### GIVEN DATA
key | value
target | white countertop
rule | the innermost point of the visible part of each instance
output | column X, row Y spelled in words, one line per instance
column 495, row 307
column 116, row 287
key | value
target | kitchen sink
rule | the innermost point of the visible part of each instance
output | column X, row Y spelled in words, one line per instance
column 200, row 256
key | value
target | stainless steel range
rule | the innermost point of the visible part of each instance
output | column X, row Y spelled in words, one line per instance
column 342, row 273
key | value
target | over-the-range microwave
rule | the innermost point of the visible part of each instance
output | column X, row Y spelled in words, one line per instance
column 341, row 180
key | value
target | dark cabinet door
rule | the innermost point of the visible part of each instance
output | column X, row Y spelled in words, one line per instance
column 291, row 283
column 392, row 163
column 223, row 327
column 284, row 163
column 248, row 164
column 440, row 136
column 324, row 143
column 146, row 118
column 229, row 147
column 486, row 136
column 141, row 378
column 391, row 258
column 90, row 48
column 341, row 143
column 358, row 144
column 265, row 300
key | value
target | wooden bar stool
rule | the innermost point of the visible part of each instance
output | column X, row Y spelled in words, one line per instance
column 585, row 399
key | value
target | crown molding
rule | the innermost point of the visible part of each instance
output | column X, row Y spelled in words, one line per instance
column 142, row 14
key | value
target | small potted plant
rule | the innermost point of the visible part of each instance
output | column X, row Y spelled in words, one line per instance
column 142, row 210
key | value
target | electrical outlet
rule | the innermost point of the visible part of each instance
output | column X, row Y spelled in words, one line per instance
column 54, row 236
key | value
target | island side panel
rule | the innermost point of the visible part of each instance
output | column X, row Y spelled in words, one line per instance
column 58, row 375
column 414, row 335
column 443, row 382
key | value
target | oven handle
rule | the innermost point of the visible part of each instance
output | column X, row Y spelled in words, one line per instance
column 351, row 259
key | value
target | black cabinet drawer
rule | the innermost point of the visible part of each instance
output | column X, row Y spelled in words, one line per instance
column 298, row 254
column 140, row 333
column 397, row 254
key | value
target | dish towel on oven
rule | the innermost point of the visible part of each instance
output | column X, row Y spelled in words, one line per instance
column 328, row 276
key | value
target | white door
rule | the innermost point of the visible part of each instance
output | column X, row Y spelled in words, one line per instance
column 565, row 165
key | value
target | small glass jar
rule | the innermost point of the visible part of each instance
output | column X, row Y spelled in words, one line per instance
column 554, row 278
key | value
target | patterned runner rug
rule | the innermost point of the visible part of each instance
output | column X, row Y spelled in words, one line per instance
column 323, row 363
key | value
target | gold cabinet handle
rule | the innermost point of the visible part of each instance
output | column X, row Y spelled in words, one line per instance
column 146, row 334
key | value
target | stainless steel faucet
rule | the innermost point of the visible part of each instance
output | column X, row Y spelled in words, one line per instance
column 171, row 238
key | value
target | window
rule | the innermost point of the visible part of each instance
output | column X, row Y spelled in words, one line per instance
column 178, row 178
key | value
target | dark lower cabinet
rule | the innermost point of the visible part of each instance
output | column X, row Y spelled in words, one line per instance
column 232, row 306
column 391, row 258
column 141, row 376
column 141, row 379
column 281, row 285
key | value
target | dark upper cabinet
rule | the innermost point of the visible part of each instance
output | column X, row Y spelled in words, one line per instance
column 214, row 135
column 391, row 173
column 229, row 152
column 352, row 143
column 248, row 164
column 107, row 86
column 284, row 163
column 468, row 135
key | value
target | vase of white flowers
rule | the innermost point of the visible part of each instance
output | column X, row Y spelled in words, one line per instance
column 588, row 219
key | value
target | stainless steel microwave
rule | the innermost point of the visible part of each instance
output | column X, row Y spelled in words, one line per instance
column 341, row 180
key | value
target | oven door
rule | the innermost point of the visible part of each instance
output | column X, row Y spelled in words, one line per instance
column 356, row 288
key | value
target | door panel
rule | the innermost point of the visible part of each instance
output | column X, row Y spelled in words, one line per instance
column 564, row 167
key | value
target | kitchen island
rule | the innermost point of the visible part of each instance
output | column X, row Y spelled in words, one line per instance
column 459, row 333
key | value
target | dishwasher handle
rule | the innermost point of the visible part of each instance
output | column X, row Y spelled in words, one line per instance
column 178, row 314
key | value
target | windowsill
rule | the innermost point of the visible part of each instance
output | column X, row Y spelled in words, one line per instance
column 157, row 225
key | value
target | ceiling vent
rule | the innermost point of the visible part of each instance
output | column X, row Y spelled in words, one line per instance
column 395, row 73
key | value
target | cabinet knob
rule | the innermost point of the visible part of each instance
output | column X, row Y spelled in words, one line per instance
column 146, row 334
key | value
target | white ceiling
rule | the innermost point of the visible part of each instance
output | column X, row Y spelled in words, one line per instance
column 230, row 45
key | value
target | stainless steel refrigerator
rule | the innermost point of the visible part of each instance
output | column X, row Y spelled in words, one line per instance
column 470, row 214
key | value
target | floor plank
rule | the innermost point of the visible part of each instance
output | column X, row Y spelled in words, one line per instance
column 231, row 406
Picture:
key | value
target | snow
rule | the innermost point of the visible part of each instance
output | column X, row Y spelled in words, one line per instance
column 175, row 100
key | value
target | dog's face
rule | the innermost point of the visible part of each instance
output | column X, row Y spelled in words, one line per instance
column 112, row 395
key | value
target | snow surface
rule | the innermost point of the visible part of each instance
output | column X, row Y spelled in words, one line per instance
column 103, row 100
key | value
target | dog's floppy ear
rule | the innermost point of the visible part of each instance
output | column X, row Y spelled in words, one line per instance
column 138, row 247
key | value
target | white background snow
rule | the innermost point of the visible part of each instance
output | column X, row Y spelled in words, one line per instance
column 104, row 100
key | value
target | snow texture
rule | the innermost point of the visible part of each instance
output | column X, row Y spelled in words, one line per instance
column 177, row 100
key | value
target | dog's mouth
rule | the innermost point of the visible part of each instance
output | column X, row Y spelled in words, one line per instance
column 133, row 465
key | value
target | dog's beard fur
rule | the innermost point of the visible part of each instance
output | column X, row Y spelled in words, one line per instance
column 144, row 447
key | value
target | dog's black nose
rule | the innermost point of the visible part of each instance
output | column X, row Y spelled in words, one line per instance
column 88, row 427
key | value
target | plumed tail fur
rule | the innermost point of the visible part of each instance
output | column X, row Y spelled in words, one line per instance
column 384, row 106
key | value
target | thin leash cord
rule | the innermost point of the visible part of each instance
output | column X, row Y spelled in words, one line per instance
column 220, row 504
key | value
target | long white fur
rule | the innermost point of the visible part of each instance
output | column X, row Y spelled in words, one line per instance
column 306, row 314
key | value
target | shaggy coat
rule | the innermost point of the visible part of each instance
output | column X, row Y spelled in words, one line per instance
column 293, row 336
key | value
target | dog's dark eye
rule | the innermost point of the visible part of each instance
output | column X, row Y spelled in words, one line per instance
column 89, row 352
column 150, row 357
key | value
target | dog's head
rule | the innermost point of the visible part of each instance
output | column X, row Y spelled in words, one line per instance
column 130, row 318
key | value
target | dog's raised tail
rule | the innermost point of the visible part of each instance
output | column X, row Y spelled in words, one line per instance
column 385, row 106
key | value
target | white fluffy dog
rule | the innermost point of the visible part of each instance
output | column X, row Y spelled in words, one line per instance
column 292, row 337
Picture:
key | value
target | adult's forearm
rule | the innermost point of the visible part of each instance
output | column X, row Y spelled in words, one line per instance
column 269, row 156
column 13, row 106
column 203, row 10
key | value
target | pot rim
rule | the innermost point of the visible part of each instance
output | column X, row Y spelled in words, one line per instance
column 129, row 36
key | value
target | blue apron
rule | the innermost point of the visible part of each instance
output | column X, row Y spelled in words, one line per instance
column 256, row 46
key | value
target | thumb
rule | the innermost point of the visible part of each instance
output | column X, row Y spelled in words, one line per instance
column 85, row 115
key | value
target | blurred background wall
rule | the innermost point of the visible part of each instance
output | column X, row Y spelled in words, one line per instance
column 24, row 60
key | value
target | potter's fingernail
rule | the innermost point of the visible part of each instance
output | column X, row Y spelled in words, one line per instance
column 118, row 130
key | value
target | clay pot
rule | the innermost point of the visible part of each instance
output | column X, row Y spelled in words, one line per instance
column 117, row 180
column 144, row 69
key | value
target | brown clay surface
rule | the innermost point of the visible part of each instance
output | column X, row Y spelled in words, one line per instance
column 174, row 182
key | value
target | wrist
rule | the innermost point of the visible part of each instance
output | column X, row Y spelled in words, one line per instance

### WHAT TO WORK ON
Please return every line of the records that contains the word "white".

### REPLY TO THE EXERCISE
target | white countertop
target | white door
target | vase of white flowers
target | white ceiling
target | white background snow
target | long white fur
target | white fluffy dog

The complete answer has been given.